**What you have to do**
Print every entry exactly as written.

**Provided data**
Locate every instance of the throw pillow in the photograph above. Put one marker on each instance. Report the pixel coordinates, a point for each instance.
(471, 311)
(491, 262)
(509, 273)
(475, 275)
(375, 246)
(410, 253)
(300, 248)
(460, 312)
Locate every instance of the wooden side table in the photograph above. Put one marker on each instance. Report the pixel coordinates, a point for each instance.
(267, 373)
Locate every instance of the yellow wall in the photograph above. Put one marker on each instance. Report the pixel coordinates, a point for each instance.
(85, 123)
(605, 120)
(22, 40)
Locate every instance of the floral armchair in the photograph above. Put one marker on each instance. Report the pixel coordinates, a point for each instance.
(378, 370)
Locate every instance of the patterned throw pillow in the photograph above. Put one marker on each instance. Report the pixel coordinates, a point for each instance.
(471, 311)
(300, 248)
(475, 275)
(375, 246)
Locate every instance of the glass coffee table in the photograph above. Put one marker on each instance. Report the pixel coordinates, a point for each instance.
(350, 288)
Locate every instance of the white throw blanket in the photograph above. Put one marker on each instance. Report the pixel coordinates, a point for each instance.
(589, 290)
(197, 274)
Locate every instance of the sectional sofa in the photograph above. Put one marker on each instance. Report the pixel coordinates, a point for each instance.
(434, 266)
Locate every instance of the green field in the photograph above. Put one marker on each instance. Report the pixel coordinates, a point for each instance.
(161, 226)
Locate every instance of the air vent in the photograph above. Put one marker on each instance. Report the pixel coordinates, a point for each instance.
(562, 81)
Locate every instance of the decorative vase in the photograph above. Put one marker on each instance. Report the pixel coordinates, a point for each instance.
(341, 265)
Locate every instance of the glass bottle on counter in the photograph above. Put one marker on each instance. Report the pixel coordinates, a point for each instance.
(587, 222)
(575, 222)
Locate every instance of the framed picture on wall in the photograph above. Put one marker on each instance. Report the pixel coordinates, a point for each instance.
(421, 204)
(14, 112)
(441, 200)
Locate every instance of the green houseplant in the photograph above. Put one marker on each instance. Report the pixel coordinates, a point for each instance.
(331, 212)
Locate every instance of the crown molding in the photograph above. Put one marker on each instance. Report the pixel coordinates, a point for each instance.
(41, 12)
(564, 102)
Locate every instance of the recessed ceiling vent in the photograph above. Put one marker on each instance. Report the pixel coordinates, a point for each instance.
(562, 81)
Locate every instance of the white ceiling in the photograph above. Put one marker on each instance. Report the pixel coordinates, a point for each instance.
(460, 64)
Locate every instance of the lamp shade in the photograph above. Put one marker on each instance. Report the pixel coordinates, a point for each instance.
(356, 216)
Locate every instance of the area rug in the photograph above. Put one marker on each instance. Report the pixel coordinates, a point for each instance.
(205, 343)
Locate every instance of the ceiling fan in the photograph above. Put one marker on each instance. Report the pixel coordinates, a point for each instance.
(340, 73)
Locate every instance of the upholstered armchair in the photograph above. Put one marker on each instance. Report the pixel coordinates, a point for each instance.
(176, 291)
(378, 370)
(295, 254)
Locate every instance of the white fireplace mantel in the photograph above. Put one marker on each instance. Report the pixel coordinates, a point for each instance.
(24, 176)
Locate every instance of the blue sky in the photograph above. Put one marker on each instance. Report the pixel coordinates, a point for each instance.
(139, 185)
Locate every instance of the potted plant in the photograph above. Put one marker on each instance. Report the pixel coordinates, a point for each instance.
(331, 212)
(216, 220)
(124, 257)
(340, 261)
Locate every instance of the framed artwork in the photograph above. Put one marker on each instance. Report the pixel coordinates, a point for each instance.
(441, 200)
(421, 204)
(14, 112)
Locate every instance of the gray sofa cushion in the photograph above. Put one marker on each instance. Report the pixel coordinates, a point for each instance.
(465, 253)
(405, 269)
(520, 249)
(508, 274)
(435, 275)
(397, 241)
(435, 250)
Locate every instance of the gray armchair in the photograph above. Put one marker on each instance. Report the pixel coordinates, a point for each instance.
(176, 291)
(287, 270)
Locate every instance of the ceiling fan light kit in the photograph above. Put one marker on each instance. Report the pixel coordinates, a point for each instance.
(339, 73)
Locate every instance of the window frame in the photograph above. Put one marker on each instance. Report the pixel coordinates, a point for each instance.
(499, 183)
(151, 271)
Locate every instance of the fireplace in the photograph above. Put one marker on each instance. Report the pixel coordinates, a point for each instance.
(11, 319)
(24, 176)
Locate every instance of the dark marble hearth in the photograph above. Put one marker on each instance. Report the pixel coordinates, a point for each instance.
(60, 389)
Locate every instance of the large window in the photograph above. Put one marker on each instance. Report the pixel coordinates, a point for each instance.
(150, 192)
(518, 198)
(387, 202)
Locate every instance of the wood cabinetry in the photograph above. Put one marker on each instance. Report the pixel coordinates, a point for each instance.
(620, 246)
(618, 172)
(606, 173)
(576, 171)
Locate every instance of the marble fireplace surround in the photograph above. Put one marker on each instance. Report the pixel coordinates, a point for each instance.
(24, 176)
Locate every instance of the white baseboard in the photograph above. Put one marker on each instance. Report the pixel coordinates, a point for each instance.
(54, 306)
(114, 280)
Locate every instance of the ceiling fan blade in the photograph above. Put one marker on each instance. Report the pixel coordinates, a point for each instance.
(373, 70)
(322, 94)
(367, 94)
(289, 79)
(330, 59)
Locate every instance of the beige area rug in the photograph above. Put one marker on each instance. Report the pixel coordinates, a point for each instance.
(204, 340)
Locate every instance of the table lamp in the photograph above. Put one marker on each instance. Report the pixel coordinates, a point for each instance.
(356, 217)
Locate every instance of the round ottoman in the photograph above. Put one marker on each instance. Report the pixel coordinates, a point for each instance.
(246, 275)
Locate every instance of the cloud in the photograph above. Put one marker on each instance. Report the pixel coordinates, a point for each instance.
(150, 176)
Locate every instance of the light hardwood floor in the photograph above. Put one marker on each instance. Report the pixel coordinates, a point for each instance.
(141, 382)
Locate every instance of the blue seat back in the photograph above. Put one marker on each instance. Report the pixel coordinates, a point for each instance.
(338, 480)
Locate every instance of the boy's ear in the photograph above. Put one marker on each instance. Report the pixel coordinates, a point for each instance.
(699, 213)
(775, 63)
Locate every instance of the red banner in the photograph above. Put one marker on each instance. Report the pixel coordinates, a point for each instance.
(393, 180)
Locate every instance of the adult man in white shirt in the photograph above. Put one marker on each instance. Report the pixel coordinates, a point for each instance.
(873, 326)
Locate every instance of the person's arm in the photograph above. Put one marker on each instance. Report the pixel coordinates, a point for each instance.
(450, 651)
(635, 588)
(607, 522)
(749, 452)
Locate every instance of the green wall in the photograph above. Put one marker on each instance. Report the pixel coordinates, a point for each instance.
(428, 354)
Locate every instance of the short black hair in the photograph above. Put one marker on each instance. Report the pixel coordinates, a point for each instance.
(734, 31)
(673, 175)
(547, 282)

**Output below**
Locate every instance of the throw pillow in the photograph above. Put one marker on each instance. Report the pixel coordinates, a point for each instance.
(471, 311)
(491, 262)
(509, 273)
(475, 275)
(375, 246)
(410, 253)
(300, 248)
(460, 312)
Locate every instance of the wooden side table in the photograph above. Put one marker on each instance. Report the pixel coordinates, a point for each instance.
(267, 373)
Locate every instance of the yellow wall in the photograph above. Put one marker on each instance. Report the pixel coordinates, a point for each instance.
(85, 123)
(605, 120)
(22, 40)
Locate every instance of the floral armchair in the photograph above. Put one marker on each instance. Report the pixel coordinates, a point for each instance.
(378, 370)
Locate every instance of the patterned throw pillow in the photograph above. Put one marker on each instance. Report the pixel coordinates, a point for each instance.
(471, 311)
(300, 248)
(475, 275)
(375, 246)
Locate every instance of the glass coffee table in the photograph above. Put one marker on each instance. Report the pixel coordinates, a point for each instance.
(350, 288)
Locate every instance of the white throw blanket in the photograph above. Put one marker on each instance. Report the pixel coordinates, a point for each instance.
(589, 290)
(197, 274)
Locate every instance of the sectional sofa in the photograph above. Put one marker on each instance. Report the pixel coordinates, a point for each instance.
(434, 266)
Locate every instance of the green field in the photograph above. Put one marker on each instance. Report the pixel coordinates, a point for each instance.
(161, 226)
Locate every instance of the air vent in the photograph above. Put one marker on each instance. Report the pixel coordinates, a point for each instance.
(562, 81)
Locate every instance of the decorative vase in the photograph above. Put one marker on each instance. Report the pixel coordinates, a point for each instance.
(341, 265)
Locate every instance of the glass bottle on counter in the photograph above. Put one marker on each instance. Report the pixel coordinates, a point for each instance.
(587, 222)
(575, 222)
Locate every instance of the framed picture on wall in the photograph above. Put one marker on each instance. Report the pixel coordinates, a point for each instance.
(421, 204)
(14, 112)
(441, 200)
Locate every instance of the green houseplant in the photograph above. Put one marker on each instance. Report the pixel coordinates, a point for each instance.
(331, 212)
Locate every instance of the crown molding in the photograph above. Put one marker on each instance. Report the pixel coordinates, a point for each instance.
(41, 12)
(564, 102)
Locate every instance of the recessed ceiling vent in the photograph above. Put one marker on each instance. Report the pixel coordinates, a point for each instance.
(562, 81)
Locate every instance of the white ceiling in the photograph above. Put one marker on each instance. Report the pixel coordinates, a point for each instance.
(460, 64)
Locate every instance of the lamp shade in the photograph above. Put one marker on each instance. Report the pixel coordinates, a point for each instance.
(356, 216)
Locate every instance of the area rug in the photograph above. Put one marker on each instance. Report the pixel coordinates, a point for each instance.
(205, 343)
Locate every instance of the ceiling fan in the photograph above. Put one marker on each instance. Report the pixel coordinates, a point for each instance.
(340, 73)
Locate every instance of the upholstered armchair in the photograph above. Put one marker on each instance. Report the pixel coordinates, a point for each instance.
(176, 291)
(378, 370)
(295, 254)
Locate every instance of the white fireplace mantel in the photograph above. Put one marker on each instance. Report the pixel coordinates, a point for each instance.
(24, 176)
Locate every instance of the blue sky in the photograph above. Put one marker on each instance. Report the pixel coordinates, a point for each instance.
(139, 185)
Locate every instance of the potted plant in the photograph above. Put one marker on each instance. Report the pixel coordinates, a point for each instance.
(331, 212)
(216, 220)
(124, 257)
(340, 261)
Locate every instance of the framed artwork in the photograph above. Put one marker on each instance. Report the pixel coordinates, a point for each instance.
(441, 200)
(421, 204)
(14, 112)
Locate every instance of the gray sofa cushion in the photograph above. Put one marker on each instance. Report the pixel coordinates, a point for each instance.
(465, 253)
(405, 269)
(520, 249)
(508, 274)
(435, 275)
(397, 241)
(435, 250)
Locate every instance of the gray armchair in the photograph above. Put one marker on each instance. Report the pixel coordinates, a point for each instance.
(176, 291)
(287, 270)
Locate every instance of the ceiling fan light kit in the photograph above. Put one marker on each instance. Report the pixel coordinates, a point for each instance.
(339, 73)
Locate every instance of the window frame in the photograph above. Put one marker on each instance. Report the pixel coordinates, a point for each instance.
(499, 183)
(151, 271)
Locate every instance of the fireplace in the photograph above. Put one marker on each instance. Report the pixel coordinates, a point for each instance.
(11, 319)
(24, 176)
Locate every instance of the dark marble hearth in the photograph above. Put one marker on each instance. Report the pixel coordinates, a point for each instance.
(60, 389)
Locate every instance of the large window in the photograph above. Put one marker on each instance. Report the pixel coordinates, a point for each instance.
(150, 192)
(518, 198)
(387, 202)
Locate every instance of the wood cabinetry in the photograph above. Put one marker on each instance. Report the pixel coordinates, a point for each instance.
(620, 246)
(618, 172)
(606, 173)
(576, 171)
Locate every instance of the marble fireplace surround in the photograph above. Put one marker on each instance. Report the pixel coordinates, a point for each instance.
(24, 176)
Locate every instance of the white baseboard in the photograph above. Put one marker on each instance. Report the pixel coordinates, a point for each instance.
(54, 306)
(114, 280)
Locate every instance of the ceiling fan blade in the photograph above. Put one marker on each instance. Report the pixel coordinates, a point for each instance.
(373, 70)
(322, 94)
(367, 94)
(289, 79)
(330, 59)
Locate every instance of the beige area rug in the photograph above. Put one marker on each instance. Report the pixel coordinates, a point for each instance.
(204, 340)
Locate every instance of the table lamp in the photograph above. Put one marker on each instance. Report the pixel coordinates, a point for each instance.
(356, 217)
Locate every instance of the round ottoman in the photograph above. Put one marker on each instance. Report the pixel coordinates, a point for each instance.
(246, 275)
Locate every instance of the cloud in the photograph above. Put one marker on each instance. Report the pixel coordinates, a point for each instance.
(150, 176)
Locate every instance of the light hardwood floor in the photograph above. Put one marker on each instance. Report the pixel coordinates, a point for each instance.
(141, 382)
Locate every instance of the blue seat back in the photograph above. Put one marker on each instance. Report the pixel coordinates, a point for each instance.
(338, 480)
Locate every instance of the boy's ear in the photograph above. Put one marker on each instance. Report the pixel coordinates, a point for each instance.
(699, 213)
(775, 63)
Locate every instance of the red banner in the photograph above. Put one marker on each instance. Report the pixel coordinates, a point for each instance.
(393, 180)
Locate every instance of the adult man in white shirt in the photograph above. Put one marker on each instance. Report the pixel coordinates, a point for each instance.
(873, 326)
Locate every instance of the person's arm in the photograph above. Put one marker on each instance. Report the pixel coordinates, a point for each instance.
(450, 651)
(635, 588)
(607, 522)
(749, 452)
Locate every instance of the green wall in the photograph above. Put one marker on each instance. Report the pixel coordinates, a point for each instance.
(428, 354)
Locate every instance of the short black hair in the photograph above. Put one marker on each instance. Report the pixel coordinates, a point for each instance.
(734, 31)
(673, 175)
(547, 282)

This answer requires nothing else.